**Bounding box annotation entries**
------

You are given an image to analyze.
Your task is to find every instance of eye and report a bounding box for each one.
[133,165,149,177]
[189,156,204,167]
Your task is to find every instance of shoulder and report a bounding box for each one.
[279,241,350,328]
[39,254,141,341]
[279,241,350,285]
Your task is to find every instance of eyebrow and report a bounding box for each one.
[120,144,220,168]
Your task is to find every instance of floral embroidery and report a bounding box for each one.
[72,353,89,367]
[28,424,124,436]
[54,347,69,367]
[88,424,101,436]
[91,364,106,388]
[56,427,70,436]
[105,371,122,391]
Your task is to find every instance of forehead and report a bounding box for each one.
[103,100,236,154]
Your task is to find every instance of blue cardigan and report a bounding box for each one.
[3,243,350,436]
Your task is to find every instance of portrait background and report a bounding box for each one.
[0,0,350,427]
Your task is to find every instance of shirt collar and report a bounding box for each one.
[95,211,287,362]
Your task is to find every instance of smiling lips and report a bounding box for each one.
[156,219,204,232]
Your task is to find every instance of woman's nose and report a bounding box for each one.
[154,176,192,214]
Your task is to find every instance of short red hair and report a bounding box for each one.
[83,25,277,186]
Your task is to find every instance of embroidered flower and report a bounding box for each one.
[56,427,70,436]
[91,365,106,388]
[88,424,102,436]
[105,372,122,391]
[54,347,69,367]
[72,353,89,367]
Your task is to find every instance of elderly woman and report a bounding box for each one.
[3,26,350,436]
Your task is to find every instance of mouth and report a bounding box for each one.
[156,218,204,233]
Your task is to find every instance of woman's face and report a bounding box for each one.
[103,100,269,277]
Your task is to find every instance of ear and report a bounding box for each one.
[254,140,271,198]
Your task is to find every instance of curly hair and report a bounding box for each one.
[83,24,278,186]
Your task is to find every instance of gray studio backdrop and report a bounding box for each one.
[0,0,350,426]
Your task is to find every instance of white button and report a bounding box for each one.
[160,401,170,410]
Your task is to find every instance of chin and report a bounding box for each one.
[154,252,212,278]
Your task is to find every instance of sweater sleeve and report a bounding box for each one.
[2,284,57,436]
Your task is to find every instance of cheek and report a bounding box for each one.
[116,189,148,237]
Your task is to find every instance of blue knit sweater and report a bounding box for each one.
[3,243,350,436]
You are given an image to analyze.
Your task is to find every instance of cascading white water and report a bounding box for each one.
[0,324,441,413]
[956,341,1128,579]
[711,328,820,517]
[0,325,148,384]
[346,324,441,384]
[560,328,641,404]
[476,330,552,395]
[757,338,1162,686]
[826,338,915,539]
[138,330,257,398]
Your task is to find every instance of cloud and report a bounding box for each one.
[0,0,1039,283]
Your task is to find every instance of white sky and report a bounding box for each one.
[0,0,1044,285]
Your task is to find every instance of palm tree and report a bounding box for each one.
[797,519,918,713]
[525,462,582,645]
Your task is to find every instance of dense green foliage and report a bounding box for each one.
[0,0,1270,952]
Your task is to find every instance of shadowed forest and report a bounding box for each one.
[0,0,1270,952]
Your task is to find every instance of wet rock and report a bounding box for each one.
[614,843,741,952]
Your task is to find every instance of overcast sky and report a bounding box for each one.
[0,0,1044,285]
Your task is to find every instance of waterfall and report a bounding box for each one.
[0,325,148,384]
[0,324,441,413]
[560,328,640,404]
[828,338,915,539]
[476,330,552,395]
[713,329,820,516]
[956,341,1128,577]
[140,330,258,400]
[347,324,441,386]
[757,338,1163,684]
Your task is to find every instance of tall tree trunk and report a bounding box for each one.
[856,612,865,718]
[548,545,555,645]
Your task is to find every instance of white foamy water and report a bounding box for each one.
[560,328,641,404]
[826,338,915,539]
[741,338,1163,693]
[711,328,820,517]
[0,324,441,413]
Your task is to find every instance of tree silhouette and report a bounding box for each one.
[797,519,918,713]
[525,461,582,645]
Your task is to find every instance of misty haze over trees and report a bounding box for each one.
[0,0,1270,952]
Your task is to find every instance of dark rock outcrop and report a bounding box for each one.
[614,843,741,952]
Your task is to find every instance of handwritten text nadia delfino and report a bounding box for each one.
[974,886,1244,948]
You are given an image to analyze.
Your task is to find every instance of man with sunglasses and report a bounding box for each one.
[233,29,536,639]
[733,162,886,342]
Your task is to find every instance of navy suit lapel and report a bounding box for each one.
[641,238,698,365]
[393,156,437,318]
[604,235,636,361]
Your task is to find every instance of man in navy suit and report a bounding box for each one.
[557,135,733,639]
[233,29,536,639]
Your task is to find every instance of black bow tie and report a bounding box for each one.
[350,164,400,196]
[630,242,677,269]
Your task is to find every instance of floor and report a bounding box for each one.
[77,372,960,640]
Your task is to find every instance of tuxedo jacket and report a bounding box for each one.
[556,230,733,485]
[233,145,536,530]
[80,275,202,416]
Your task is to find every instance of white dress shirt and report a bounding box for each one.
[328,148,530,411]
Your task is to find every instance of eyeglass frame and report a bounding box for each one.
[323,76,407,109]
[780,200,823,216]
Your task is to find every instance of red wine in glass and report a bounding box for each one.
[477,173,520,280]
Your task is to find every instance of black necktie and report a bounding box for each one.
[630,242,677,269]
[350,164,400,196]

------

**Written problem**
All entries shown above should be printed again exactly.

**Final result**
You are given an image to analyze.
Your task is to find every instance of eye and report a bounding box for each one.
[133,165,149,177]
[189,156,204,167]
Your task is to find every instance of shoulder and report a bounding box for each one.
[279,241,350,328]
[39,254,141,341]
[279,241,350,285]
Your task is to find every instance of eyebrow and report a bounding box for each one.
[120,144,220,168]
Your task is to find every instance of floral embroidery and report a bounding box for each one.
[72,353,89,367]
[28,424,124,436]
[54,347,69,367]
[88,424,101,436]
[91,364,106,388]
[56,427,70,436]
[105,371,122,391]
Your task is to find every instance of forehead and report a bounding box for each one.
[103,100,236,154]
Your task is to find every instance of blue cardigan and report a bounding box for each one.
[3,243,350,436]
Your task is to find every instance of portrait background and report a bounding box for each one.
[0,0,350,427]
Your task is to find every instance of shirt collar and report a bounding box for each one.
[95,211,287,362]
Your task is to find every instance of smiling lips and report a bounding box for each one.
[156,219,204,232]
Your task is to find every instance of woman's nose and report a bounding box for each one.
[154,176,192,214]
Your task is to find every instance of short red hair and report a bounding box for each one.
[83,25,277,186]
Your task is to find every instance of embroidered flower and report a bounding box for each one.
[56,427,70,436]
[91,365,106,388]
[88,424,102,436]
[105,372,122,391]
[54,347,69,367]
[72,353,89,367]
Your task is to find every instance of elderly woman and report a bounding box for each one.
[3,26,350,436]
Your task is to find every instance of mouth and report a bounding box for each one.
[156,218,204,233]
Your task is to find every instance of woman's face and report a bounding box for each one.
[103,100,269,277]
Your task is to find every instance of ear and report a bounding box for each one.
[254,140,271,198]
Your task is to find every instance of curly hair and report a bounding box for each one.
[83,24,278,186]
Your task is to find every instance of gray studio backdrop and report a bounding box for each one.
[0,0,350,426]
Your task is to find every instance of white button and report a bounding box for each one.
[160,401,170,410]
Your task is to find every instance of chin and report a bounding box for each one.
[154,252,212,278]
Your task is to find every instance of sweater sleeve and report a bounding box for each one.
[2,284,57,436]
Your task is to find every instance of cheek and report a bounding box for each one.
[116,189,148,237]
Your task is to find every instance of blue knit sweater and report a bounding box for each one.
[3,243,350,436]
You are given an image to analyze.
Your task is to find every instance of cascading white water and report a bounding box for each one.
[0,324,441,413]
[956,341,1128,579]
[711,328,820,517]
[0,325,148,384]
[346,324,441,384]
[560,328,641,404]
[476,330,552,395]
[757,338,1162,686]
[826,338,915,539]
[138,330,257,398]
Your task is to find every instance of cloud and report a bounding box for each one.
[0,0,1039,283]
Your task is to find every instance of white sky and report a bounding box for each one.
[0,0,1044,285]
Your task is to find every instance of palm tree and report a bounding box for each one.
[797,519,918,713]
[525,462,582,645]
Your task is to find every instance of dense green foliage and report a bounding box for each one.
[0,0,1270,952]
Your task is to find every instance of shadowed forest and report a bounding box for each one.
[0,0,1270,952]
Your task is to find every instance of wet rock and report a bounding box for each one.
[614,843,741,952]
Your task is to find every instance of overcast sky and report a bounding box for each one.
[0,0,1044,285]
Your task is to find every instance of waterfall and report a bounding box for each one.
[0,325,148,384]
[0,324,441,413]
[560,328,640,404]
[828,338,915,539]
[476,330,552,395]
[713,329,820,516]
[956,341,1128,577]
[140,330,258,400]
[347,324,441,386]
[757,338,1163,684]
Your task is to find every instance of tall tree trunk and report a bounding box for each one.
[856,612,865,718]
[548,545,555,645]
Your task is to find every instance of white foamy water and report a bounding box for each one.
[560,328,641,404]
[826,338,915,539]
[741,338,1163,693]
[711,328,820,517]
[0,324,441,413]
Your task is to find every instance of tree silhouette and report a bounding box for each one.
[797,519,918,713]
[525,461,582,645]
Your task is to find every instance of misty haze over trees and report a bounding box for each one.
[0,0,1270,952]
Your task is to find every instance of dark rock outcrop and report a bounding box for each one.
[614,843,741,952]
Your task is to find every instance of handwritten text nadia delfino and report a bounding box for each one.
[974,886,1244,948]
You are given an image to analyze.
Your task is to find every instance of man with sunglasses and report a bounding box for each one.
[233,29,536,639]
[733,162,886,342]
Your task is to find every instance of navy suit lapel and report a bounding box for each one.
[641,238,698,365]
[393,156,437,318]
[604,235,636,361]
Your task is to find every instance of man in navy suit and report a bounding box for each one.
[557,135,733,639]
[233,29,536,639]
Your task is to find every instance of black bow tie and report a bounding box for each one.
[350,164,400,196]
[630,242,677,269]
Your task is to find every instance of floor and report a bounding box for each one.
[77,372,960,640]
Your task is to find every instance of tuxedo jacket and report a bounding box for each one.
[556,230,733,485]
[233,145,536,530]
[80,275,202,416]
Your task is to find every instance of white dress shirt and report a bounding box for each one.
[328,148,530,411]
Your task is to find every instance of eyeglass frame and report a bounding box for each one.
[323,76,407,109]
[780,200,823,216]
Your task is to find every instance of red wine in glass and report a bounding box for each one.
[477,173,520,280]
Your task is to find every instance of black necktie and report a bounding box for each one.
[630,242,677,269]
[350,164,400,196]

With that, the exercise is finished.